▸ **What the exercise asks**
Put every line of the entries below into a Markdown table with two columns, Row for the row number and Text for the line. Leave out any blank lines.

▸ **The records**

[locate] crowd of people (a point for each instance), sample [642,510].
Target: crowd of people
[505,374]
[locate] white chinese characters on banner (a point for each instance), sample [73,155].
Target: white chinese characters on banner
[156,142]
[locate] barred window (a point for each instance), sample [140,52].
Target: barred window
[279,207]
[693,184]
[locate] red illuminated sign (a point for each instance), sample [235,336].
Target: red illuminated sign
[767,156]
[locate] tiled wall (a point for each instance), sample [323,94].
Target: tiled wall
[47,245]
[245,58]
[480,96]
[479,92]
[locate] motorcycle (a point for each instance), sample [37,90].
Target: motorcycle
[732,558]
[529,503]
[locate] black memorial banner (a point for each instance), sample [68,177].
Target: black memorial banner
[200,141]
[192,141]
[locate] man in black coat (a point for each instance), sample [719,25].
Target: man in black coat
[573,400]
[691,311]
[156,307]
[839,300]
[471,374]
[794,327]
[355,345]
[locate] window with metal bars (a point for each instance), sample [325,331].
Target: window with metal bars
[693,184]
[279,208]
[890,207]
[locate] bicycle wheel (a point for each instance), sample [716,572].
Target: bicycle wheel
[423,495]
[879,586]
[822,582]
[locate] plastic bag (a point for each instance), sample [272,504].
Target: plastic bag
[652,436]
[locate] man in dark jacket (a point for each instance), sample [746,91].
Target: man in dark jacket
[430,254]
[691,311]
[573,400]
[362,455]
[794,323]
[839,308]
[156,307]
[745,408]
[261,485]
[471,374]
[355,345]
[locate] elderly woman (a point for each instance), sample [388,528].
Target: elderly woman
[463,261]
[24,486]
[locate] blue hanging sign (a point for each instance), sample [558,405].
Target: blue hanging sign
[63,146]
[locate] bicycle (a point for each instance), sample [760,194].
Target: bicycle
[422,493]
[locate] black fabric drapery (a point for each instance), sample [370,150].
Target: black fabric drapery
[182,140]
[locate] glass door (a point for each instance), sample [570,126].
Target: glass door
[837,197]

▸ **Response to this task**
| Row | Text |
|---|---|
| 1 | [locate] crowd of people (a point for each instance), sample [642,510]. |
| 2 | Target: crowd of people |
| 3 | [505,374] |
| 4 | [locate] white chinese characters on banner (a point for each instance), sample [73,155]. |
| 5 | Target: white chinese characters on banner |
| 6 | [156,142] |
| 7 | [locate] barred window (a point for each instance), sample [140,52]. |
| 8 | Target: barred window |
| 9 | [279,207] |
| 10 | [693,184] |
| 11 | [locate] red illuminated sign (a point for each instance), sample [235,336]. |
| 12 | Target: red illuminated sign |
| 13 | [767,156] |
| 14 | [locate] tiled wall (a point for each instance), sample [323,94]. |
| 15 | Target: tiled wall |
| 16 | [47,245] |
| 17 | [245,58] |
| 18 | [480,96] |
| 19 | [479,92] |
| 20 | [locate] motorcycle (a point for each instance), sample [37,90]. |
| 21 | Target: motorcycle |
| 22 | [732,558] |
| 23 | [529,503] |
| 24 | [locate] black memorial banner (a point for each instance), sample [68,177]. |
| 25 | Target: black memorial banner |
| 26 | [200,141] |
| 27 | [192,141] |
| 28 | [locate] man in black coat (a point for each instance), sample [719,25]. |
| 29 | Target: man in black coat |
| 30 | [573,400] |
| 31 | [691,311] |
| 32 | [156,307] |
| 33 | [839,300] |
| 34 | [471,374] |
| 35 | [794,327] |
| 36 | [355,345] |
| 37 | [locate] window with metal bars (a point for each instance), sample [325,331]. |
| 38 | Target: window with metal bars |
| 39 | [693,184] |
| 40 | [279,208] |
| 41 | [890,207] |
| 42 | [locate] bicycle wheel (a point for each instance), sample [716,572]. |
| 43 | Target: bicycle wheel |
| 44 | [423,495] |
| 45 | [879,586] |
| 46 | [822,582] |
| 47 | [locate] plastic bag (a point for each instance), sample [272,504]. |
| 48 | Target: plastic bag |
| 49 | [652,436] |
| 50 | [locate] man in dark jacket (a point for each instance), sample [746,91]. |
| 51 | Target: man in dark jacket |
| 52 | [430,254] |
| 53 | [691,311] |
| 54 | [573,400] |
| 55 | [362,455] |
| 56 | [794,323] |
| 57 | [839,308] |
| 58 | [156,307] |
| 59 | [745,408] |
| 60 | [261,485] |
| 61 | [471,374] |
| 62 | [355,345] |
| 63 | [locate] elderly woman (a point for each instance), sample [388,528]. |
| 64 | Target: elderly woman |
| 65 | [463,261] |
| 66 | [24,486] |
| 67 | [locate] blue hanging sign (a point for each instance), sample [558,405]. |
| 68 | Target: blue hanging sign |
| 69 | [63,146] |
| 70 | [locate] bicycle (a point for each instance), sample [760,194]. |
| 71 | Target: bicycle |
| 72 | [422,493] |
| 73 | [locate] black fabric drapery (a point for each instance), sample [370,150]. |
| 74 | Target: black fabric drapery |
| 75 | [182,140] |
| 76 | [locate] glass door (a point for each instance), sample [570,126]. |
| 77 | Target: glass door |
| 78 | [837,197] |